> [Instructions to follow]: Output the material beneath exactly, leaving nothing out.
--- --- ---
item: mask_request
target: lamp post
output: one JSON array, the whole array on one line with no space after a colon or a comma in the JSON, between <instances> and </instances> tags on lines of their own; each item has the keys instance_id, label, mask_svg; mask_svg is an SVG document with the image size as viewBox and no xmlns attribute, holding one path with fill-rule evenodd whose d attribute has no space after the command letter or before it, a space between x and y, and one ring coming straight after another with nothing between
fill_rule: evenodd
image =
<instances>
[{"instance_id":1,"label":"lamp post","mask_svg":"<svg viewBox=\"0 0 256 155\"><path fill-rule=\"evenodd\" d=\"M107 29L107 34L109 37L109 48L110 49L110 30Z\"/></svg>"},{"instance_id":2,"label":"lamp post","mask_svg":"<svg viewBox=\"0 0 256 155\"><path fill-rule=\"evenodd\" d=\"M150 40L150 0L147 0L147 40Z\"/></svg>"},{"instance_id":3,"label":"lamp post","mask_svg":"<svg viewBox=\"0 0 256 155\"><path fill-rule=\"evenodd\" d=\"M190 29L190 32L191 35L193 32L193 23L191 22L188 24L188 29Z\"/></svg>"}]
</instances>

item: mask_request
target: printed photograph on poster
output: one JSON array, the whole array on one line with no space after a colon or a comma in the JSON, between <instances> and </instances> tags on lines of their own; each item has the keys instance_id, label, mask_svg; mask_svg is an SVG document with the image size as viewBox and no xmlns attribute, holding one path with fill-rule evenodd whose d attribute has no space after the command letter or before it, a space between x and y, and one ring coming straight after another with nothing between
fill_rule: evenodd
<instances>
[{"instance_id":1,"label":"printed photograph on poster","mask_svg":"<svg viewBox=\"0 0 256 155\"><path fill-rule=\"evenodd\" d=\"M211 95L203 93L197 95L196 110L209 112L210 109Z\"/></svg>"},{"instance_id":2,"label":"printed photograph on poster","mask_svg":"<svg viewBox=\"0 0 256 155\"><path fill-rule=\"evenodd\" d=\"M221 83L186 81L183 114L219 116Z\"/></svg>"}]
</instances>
--- --- ---
> [Response to this exercise]:
item: mask_request
target: lamp post
output: one JSON array, the whole array on one line with no space after a colon or a comma in the JSON, between <instances> and </instances> tags on lines of their own; each item has the keys instance_id, label, mask_svg; mask_svg is an SVG document with the image size as viewBox and no xmlns attribute, holding one path with fill-rule evenodd whose d attribute has no space after the command letter or before it, a space between x and y, and one ring coming straight after another with nothing between
fill_rule: evenodd
image =
<instances>
[{"instance_id":1,"label":"lamp post","mask_svg":"<svg viewBox=\"0 0 256 155\"><path fill-rule=\"evenodd\" d=\"M107 29L107 34L109 37L109 48L110 49L110 30Z\"/></svg>"},{"instance_id":2,"label":"lamp post","mask_svg":"<svg viewBox=\"0 0 256 155\"><path fill-rule=\"evenodd\" d=\"M150 40L150 0L147 0L147 40Z\"/></svg>"},{"instance_id":3,"label":"lamp post","mask_svg":"<svg viewBox=\"0 0 256 155\"><path fill-rule=\"evenodd\" d=\"M190 29L190 32L191 35L193 32L193 23L191 22L188 24L188 29Z\"/></svg>"}]
</instances>

item: mask_request
target: printed photograph on poster
output: one JSON array, the whole array on one line with no space after a colon or a comma in the JSON, between <instances> and </instances> tags on lines of their own; each item has the keys instance_id, label, mask_svg; mask_svg is an SVG document with the image size as viewBox and no xmlns attribute, holding one path with fill-rule evenodd whose d attribute has no space after the command letter or before it, a space between x and y, and one ring coming straight after another with nothing between
fill_rule: evenodd
<instances>
[{"instance_id":1,"label":"printed photograph on poster","mask_svg":"<svg viewBox=\"0 0 256 155\"><path fill-rule=\"evenodd\" d=\"M211 95L203 93L197 95L196 110L209 112L210 109Z\"/></svg>"},{"instance_id":2,"label":"printed photograph on poster","mask_svg":"<svg viewBox=\"0 0 256 155\"><path fill-rule=\"evenodd\" d=\"M221 83L186 81L183 114L219 116Z\"/></svg>"}]
</instances>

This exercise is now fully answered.